- [HOW TO COMPLETE THIS TASK]: Copy out the data below as written; omit any images.

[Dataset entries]
-- Opening Marker --

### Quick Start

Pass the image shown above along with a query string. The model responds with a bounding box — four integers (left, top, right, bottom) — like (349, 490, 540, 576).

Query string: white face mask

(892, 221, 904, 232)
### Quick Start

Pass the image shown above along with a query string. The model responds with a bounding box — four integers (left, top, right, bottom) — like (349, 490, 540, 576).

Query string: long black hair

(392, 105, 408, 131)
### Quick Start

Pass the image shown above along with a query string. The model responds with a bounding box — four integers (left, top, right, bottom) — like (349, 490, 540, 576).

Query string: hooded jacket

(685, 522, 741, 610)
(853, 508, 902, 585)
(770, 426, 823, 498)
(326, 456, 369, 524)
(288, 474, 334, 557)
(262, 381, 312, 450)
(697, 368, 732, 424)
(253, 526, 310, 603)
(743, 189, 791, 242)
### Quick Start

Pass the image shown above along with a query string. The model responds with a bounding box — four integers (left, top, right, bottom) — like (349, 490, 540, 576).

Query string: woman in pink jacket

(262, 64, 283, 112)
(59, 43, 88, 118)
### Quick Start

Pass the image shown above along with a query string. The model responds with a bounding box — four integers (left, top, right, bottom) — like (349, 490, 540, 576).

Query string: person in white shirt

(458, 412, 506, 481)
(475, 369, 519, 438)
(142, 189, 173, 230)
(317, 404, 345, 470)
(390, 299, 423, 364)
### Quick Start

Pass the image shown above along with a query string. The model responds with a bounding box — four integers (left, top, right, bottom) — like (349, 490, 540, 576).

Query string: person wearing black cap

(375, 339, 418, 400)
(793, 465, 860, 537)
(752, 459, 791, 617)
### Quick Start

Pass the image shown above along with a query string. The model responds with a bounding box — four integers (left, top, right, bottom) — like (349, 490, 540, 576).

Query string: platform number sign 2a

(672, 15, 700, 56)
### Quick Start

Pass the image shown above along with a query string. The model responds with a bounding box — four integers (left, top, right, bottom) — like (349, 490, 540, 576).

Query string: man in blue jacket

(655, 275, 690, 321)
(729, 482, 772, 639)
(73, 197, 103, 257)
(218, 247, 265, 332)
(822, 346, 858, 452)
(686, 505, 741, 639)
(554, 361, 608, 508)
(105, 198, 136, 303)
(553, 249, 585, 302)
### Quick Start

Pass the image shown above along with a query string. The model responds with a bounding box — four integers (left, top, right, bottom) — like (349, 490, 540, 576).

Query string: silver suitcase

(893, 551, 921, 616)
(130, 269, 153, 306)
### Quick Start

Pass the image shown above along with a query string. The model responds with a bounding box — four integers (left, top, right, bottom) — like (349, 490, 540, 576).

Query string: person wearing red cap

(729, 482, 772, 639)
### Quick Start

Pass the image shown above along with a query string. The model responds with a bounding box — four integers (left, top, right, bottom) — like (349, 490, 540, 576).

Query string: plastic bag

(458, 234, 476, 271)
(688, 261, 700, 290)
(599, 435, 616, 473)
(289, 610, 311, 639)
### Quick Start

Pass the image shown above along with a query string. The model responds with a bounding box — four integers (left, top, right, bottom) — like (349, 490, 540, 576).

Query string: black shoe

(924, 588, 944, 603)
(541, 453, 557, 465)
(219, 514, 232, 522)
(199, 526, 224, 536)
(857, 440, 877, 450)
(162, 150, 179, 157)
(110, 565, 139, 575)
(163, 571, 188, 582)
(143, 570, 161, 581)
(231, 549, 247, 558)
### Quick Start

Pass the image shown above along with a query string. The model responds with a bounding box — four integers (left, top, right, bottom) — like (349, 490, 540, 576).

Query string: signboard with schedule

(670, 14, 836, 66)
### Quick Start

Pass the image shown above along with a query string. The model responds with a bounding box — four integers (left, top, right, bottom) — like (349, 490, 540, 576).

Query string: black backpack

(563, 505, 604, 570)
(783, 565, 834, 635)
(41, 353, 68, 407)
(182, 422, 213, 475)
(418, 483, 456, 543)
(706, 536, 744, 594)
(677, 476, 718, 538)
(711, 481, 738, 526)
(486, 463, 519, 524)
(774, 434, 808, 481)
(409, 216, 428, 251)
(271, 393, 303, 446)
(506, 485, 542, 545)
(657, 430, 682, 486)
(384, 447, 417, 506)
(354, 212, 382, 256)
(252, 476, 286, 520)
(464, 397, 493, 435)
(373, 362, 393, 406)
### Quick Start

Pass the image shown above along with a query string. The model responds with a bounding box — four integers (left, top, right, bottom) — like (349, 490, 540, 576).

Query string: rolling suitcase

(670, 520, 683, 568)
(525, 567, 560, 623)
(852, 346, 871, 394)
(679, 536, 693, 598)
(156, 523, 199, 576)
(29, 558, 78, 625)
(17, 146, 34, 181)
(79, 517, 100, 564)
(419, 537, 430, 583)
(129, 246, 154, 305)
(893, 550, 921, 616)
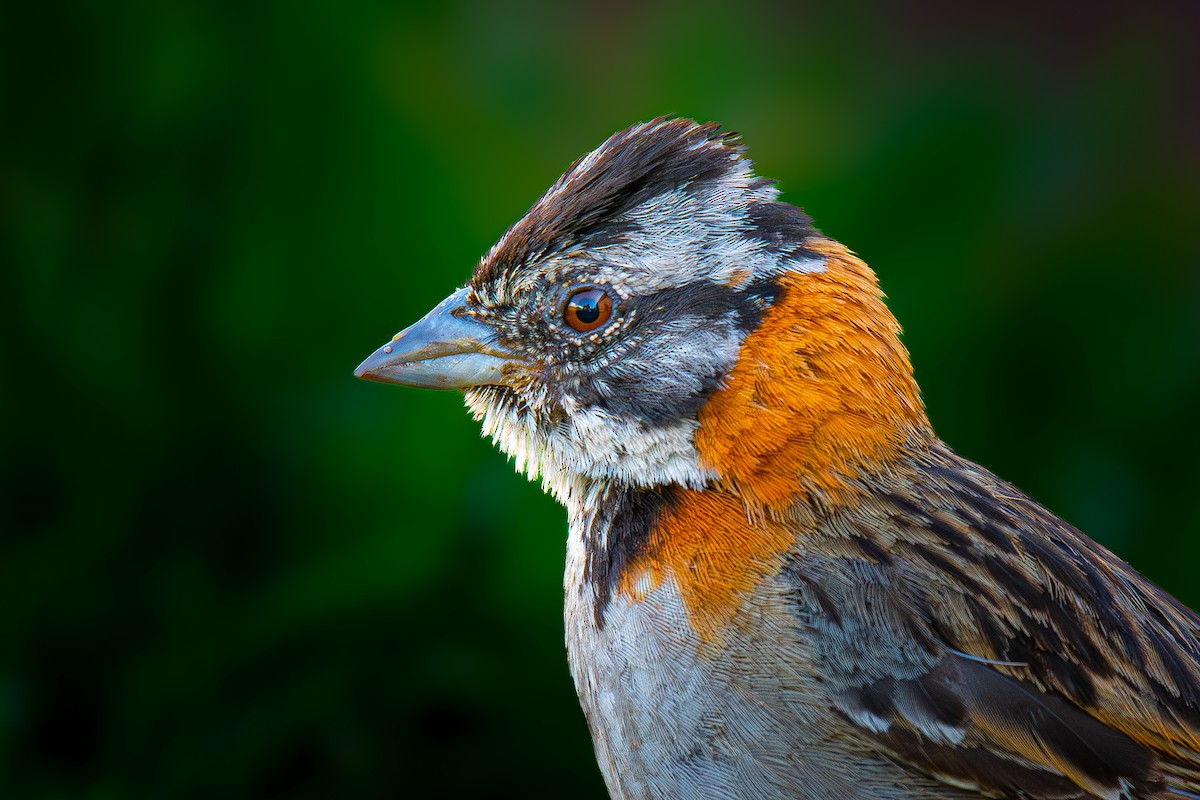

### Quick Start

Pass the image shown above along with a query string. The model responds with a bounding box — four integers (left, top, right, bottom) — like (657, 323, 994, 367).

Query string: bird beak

(354, 287, 517, 389)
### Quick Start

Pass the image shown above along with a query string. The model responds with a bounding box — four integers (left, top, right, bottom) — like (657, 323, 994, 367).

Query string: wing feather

(788, 442, 1200, 798)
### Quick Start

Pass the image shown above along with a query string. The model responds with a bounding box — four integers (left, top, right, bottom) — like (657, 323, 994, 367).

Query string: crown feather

(472, 117, 755, 290)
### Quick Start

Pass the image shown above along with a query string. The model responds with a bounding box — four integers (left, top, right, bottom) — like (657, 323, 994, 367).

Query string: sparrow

(355, 118, 1200, 799)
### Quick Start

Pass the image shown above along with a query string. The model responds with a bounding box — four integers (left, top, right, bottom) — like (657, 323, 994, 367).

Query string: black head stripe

(473, 118, 746, 289)
(745, 201, 821, 263)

-- Closing Marker --

- [TASK SOLUTION]:
### Quick Start

Pass the image shown above along with a query string. The model responds with a bounding box — four integers (left, top, right, bottom) — like (349, 490, 540, 576).

Query string: white face mask

(892, 221, 904, 232)
### Quick Start

Pass the image shown above along with a query string. The model responds with a bounding box — four integers (left, top, right, bottom) — like (349, 490, 540, 576).

Query string: long black hair

(392, 105, 408, 131)
### Quick Start

Pass the image shown above along with a query string. The model responds with a bounding box — four integers (left, top, right, bottom) — like (349, 490, 540, 576).

Query string: hooded jacket

(685, 522, 741, 610)
(853, 508, 902, 585)
(770, 426, 823, 498)
(326, 456, 369, 524)
(288, 474, 334, 557)
(262, 381, 312, 450)
(697, 368, 732, 424)
(253, 526, 310, 603)
(743, 189, 791, 242)
### Quick Start

Pass the image shown above along with a query string. The model responds with a bounding box — four integers (left, top, right, bottom) — like (349, 490, 540, 576).

Query string: woman in pink jacket

(262, 64, 283, 112)
(59, 43, 88, 118)
### Quick Start

Pass the image shown above along with a query string. The model responds with a bounding box — four integers (left, top, right, bottom) — like (349, 490, 540, 576).

Query string: person in white shirt

(458, 412, 506, 481)
(475, 369, 519, 438)
(142, 189, 173, 230)
(317, 404, 345, 470)
(390, 299, 423, 364)
### Quick Start

Pass the image shown above along with a query string. The model responds with a bounding box — four integers (left, top, right, bottom) — like (349, 490, 540, 576).

Query string: person wearing black cap

(375, 339, 418, 400)
(793, 465, 860, 537)
(752, 459, 791, 617)
### Quick Start

Pass the image shown above along with a query string. The model responds with a bounding box — four integers (left, top, right, bottom) — like (349, 490, 540, 576).

Query string: platform number sign 2a

(672, 15, 700, 56)
### Quick Start

Pass the image shown above along with a query string. The model responds with a bounding box — four integers (left, top, right, bottom) — like (349, 490, 540, 576).

Query string: man in blue jacket

(655, 275, 690, 321)
(729, 482, 772, 639)
(73, 197, 103, 257)
(218, 247, 265, 332)
(822, 346, 858, 452)
(686, 505, 741, 639)
(554, 361, 608, 508)
(105, 198, 136, 303)
(553, 249, 585, 302)
### Quick Start

Pass the image shown above along with a query string. The model responds with a bounding box — four integers (left, top, right, bottom) — like (349, 490, 540, 576).

Query string: silver suitcase

(893, 551, 921, 616)
(130, 269, 153, 306)
### Quick Start

Pass the image shown above along with a query string. The model responds with a bounding box — four integers (left, top, right, bottom) — like (349, 490, 540, 576).

Query string: person wearing red cap

(729, 482, 772, 639)
### Quick Start

Pass the image shown above along with a query string. The model responds with a bounding box — four integers (left, top, right, bottom) — like (349, 490, 540, 576).

Query string: plastic bag

(458, 234, 476, 271)
(688, 261, 700, 290)
(599, 435, 616, 473)
(289, 610, 311, 639)
### Quick Start

Pass the image shown above along with a query string. The model responds with a bounding box — four integers (left, top, right, bottom) — like (349, 490, 540, 576).

Query string: black shoe

(924, 588, 944, 603)
(541, 453, 557, 465)
(219, 514, 232, 522)
(199, 526, 224, 536)
(857, 440, 877, 450)
(162, 150, 179, 157)
(110, 565, 139, 575)
(163, 571, 188, 582)
(143, 570, 161, 581)
(231, 549, 247, 558)
### Quick Start

Pass the image shown above along with a query string. The model responds with a bounding box — four integers (left, top, right, bottom) — like (349, 490, 540, 576).

Query string: signboard with schedule

(670, 14, 836, 66)
### Quick Start

Pass the image shown above along with a query string. The model responds with a bounding box — four integers (left, top, right, bottom) — like (349, 490, 540, 576).

Query string: black backpack

(563, 505, 604, 570)
(783, 565, 834, 635)
(41, 353, 68, 407)
(182, 422, 213, 475)
(418, 483, 456, 543)
(706, 536, 744, 594)
(677, 476, 718, 538)
(711, 481, 738, 526)
(486, 463, 519, 524)
(774, 434, 808, 481)
(409, 216, 428, 251)
(271, 393, 303, 446)
(506, 485, 542, 545)
(657, 430, 682, 486)
(384, 447, 417, 506)
(354, 212, 382, 256)
(252, 476, 286, 520)
(464, 397, 493, 435)
(373, 362, 393, 406)
### Quick Start

Pass the image shown above along with a query string. The model responds with a bounding box — four integers (left, top, right, bottom) — like (349, 490, 540, 576).

Query string: rolling suitcase

(670, 520, 683, 568)
(525, 567, 560, 623)
(852, 346, 871, 394)
(679, 536, 693, 598)
(156, 523, 199, 576)
(29, 558, 78, 625)
(17, 146, 34, 181)
(79, 517, 100, 564)
(419, 537, 430, 583)
(129, 246, 154, 305)
(893, 550, 921, 616)

### Quick Start

Pass the image shown above along with a query string. The model responds with a bounding box — four integers (left, top, right, bottom) — like (657, 323, 994, 367).

Query string: bird beak

(354, 287, 517, 389)
### Quick Start

Pass the image shown above along with a query string. The model responds with a bounding box — four integers (left, top, right, bottom) — like (657, 323, 994, 367).

Query string: wing feather

(788, 442, 1200, 798)
### Quick Start

Pass the image shown above along with a query string. The model responds with a bounding box — four integers (left, top, right, bottom) — like (657, 323, 994, 367).

Query string: crown feather

(472, 117, 755, 290)
### Quick Start

Pass the image shown above along with a query string. The model responds with a bounding box — four integers (left, top, right, bottom) — like (657, 323, 994, 367).

Query string: sparrow

(355, 118, 1200, 799)
### Quick Start

Pass the image shown above along with a query string. The model responds with a bounding box — four integers (left, top, right, bottom) — like (657, 323, 994, 367).

Query string: black head stripe

(473, 118, 746, 289)
(745, 201, 821, 263)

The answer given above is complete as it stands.